### EXCERPTED TEXT
----

Social Security Disability- Heart Disease

Heart disease is a common medical condition and Social Security adjudicators and judges see cardiac cases frequently. You can make your case stand out by reporting to your doctor about symptoms and limitations that would make it difficult for you to work. Common "work activity" limitations for heart patients include shortness of breath, chest pain, lack of blood flow to the extremities (cold or "blue" hands and feet), depression, water retention, vascular complications, headaches, fainting spells, depression, anxiety and fatigue.

Heart disease, according to the Social Security Administration, has four consequential impairments that would make a claimant eligible for disability benefits:

a. Persistent heart failure or impairment of the left or right ventricle

b. Lack of blood flow to the heart (medically known as myocardial ischemia), resulting in pain, discomfort, or possibly necrosis

c. Inadequate blood flow to the brain, stemming from a cardiac impediment, that sometimes results in syncope or near syncope

d. Lack of oxygen in the blood, causing central cyanosis, stemming from arterial or vascular deterioration or obstruction

The causes of heart disease vary by type of heart disease. While cardiovascular disease can refer to many different types of heart or blood vessel problems, the term is often used to mean damage caused to your heart or blood vessels by atherosclerosis, a buildup of fatty plaques in your arteries, blood vessels that carry oxygen and nutrients from your heart to the rest of your body.

----

### RAW DATA
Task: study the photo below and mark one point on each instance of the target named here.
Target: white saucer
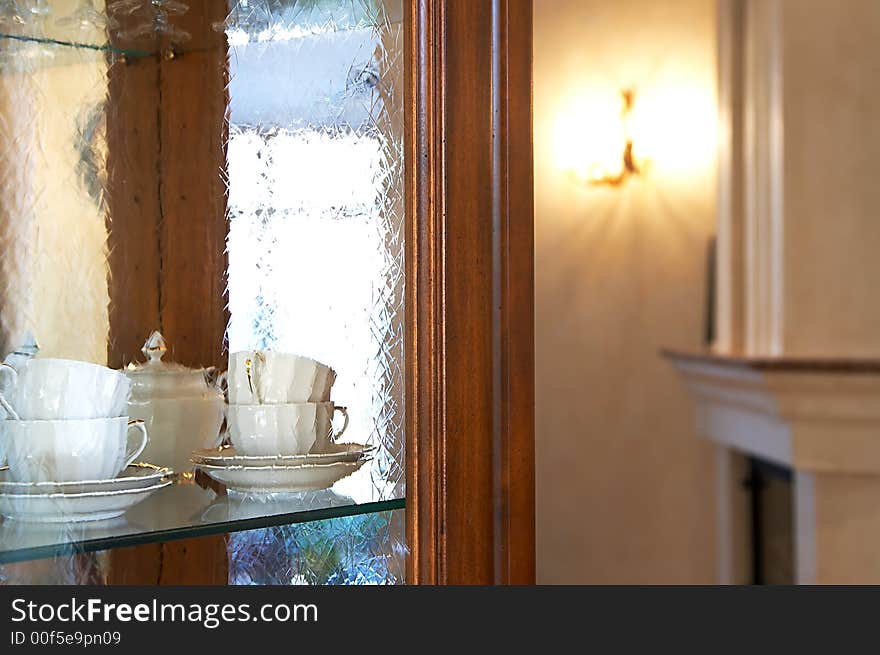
(304, 477)
(135, 476)
(226, 456)
(74, 507)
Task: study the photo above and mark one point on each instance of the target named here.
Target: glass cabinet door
(229, 176)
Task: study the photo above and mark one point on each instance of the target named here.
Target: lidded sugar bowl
(182, 407)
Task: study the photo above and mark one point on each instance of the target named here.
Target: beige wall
(625, 488)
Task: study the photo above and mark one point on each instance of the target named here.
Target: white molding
(809, 421)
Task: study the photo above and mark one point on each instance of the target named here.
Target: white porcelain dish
(269, 479)
(73, 507)
(135, 476)
(227, 456)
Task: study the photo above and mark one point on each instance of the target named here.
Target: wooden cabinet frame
(470, 385)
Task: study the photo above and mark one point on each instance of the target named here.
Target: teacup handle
(254, 366)
(222, 384)
(344, 411)
(10, 374)
(134, 454)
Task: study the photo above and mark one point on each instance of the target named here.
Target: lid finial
(154, 348)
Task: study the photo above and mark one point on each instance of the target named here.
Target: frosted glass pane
(315, 166)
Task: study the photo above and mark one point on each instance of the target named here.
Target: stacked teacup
(279, 404)
(66, 421)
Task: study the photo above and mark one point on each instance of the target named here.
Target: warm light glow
(590, 135)
(675, 128)
(672, 128)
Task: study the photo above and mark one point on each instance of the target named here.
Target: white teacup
(74, 450)
(52, 389)
(288, 429)
(261, 377)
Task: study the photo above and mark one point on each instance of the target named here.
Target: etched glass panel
(231, 174)
(316, 245)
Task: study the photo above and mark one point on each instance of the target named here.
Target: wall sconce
(604, 135)
(600, 175)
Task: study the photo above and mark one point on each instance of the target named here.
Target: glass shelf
(6, 39)
(180, 511)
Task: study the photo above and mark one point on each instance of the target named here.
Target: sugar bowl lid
(158, 379)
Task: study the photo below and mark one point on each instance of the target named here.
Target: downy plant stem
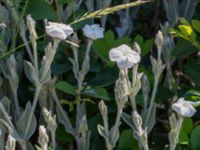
(134, 77)
(39, 86)
(14, 91)
(35, 100)
(53, 138)
(178, 128)
(155, 87)
(81, 78)
(55, 46)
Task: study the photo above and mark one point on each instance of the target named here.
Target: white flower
(124, 56)
(184, 108)
(58, 30)
(93, 31)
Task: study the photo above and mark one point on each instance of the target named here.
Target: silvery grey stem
(59, 9)
(16, 18)
(85, 67)
(16, 102)
(23, 146)
(173, 142)
(35, 100)
(155, 87)
(56, 99)
(39, 85)
(134, 77)
(48, 65)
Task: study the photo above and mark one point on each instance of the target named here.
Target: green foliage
(126, 141)
(195, 138)
(146, 45)
(186, 32)
(65, 87)
(39, 9)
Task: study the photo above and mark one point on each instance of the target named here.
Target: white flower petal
(184, 108)
(58, 30)
(114, 54)
(93, 31)
(124, 56)
(123, 62)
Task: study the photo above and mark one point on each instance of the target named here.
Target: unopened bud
(11, 143)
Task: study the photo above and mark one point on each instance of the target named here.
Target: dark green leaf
(40, 10)
(187, 125)
(126, 141)
(65, 87)
(196, 25)
(195, 138)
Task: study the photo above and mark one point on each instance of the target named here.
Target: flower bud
(11, 143)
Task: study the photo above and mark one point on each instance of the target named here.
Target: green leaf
(126, 141)
(192, 95)
(196, 25)
(147, 46)
(62, 136)
(39, 10)
(192, 70)
(65, 87)
(183, 138)
(187, 125)
(187, 31)
(97, 92)
(195, 138)
(101, 48)
(183, 48)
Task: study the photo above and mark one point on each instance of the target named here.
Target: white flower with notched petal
(58, 30)
(124, 56)
(184, 108)
(93, 31)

----

### ACTIVITY
Pick up the Social Security heart disease text after its last sentence and continue it.

### RESPONSE BELOW
Healthy arteries are flexible and strong. Over time, however, too much pressure in your arteries can create excessive wear and make the walls thick and stiff, therefore restricting blood flow to your organs and tissues. This process is called arteriosclerosis, or hardening of the arteries.

Atherosclerosis is the most common form of this disorder. Atherosclerosis is also the most common cause of cardiovascular disease, and it is caused by a variety of factors, including an unhealthy diet, lack of exercise, being overweight and smoking. All of these are major risk factors for developing atherosclerosis and, in turn, cardiovascular disease.

Cardiovascular disease may continue to be undiagnosed until the condition worsens to the point of a heart attack, chest pain (angina), stroke, heart failure, or sudden cardiac death. It's important to watch for cardiovascular symptoms and discuss any concerns with your doctor.

Some of these symptoms include the following:

a. Chest pain (angina)

b. Shortness of breath

c. Pain, numbness, weakness or coldness in your legs or arms, if the blood vessels in those parts of your body are narrowed

d. Cardiovascular disease can sometimes be found early with regular doctor visits.

If, in conjunction with your heart disease, you are suffering from other symptoms, side-effects, or ailments, you may be able to present these conditions in your case. Your case will be stronger if these other conditions also prove to be obstacles in attaining, and keeping, gainful employment.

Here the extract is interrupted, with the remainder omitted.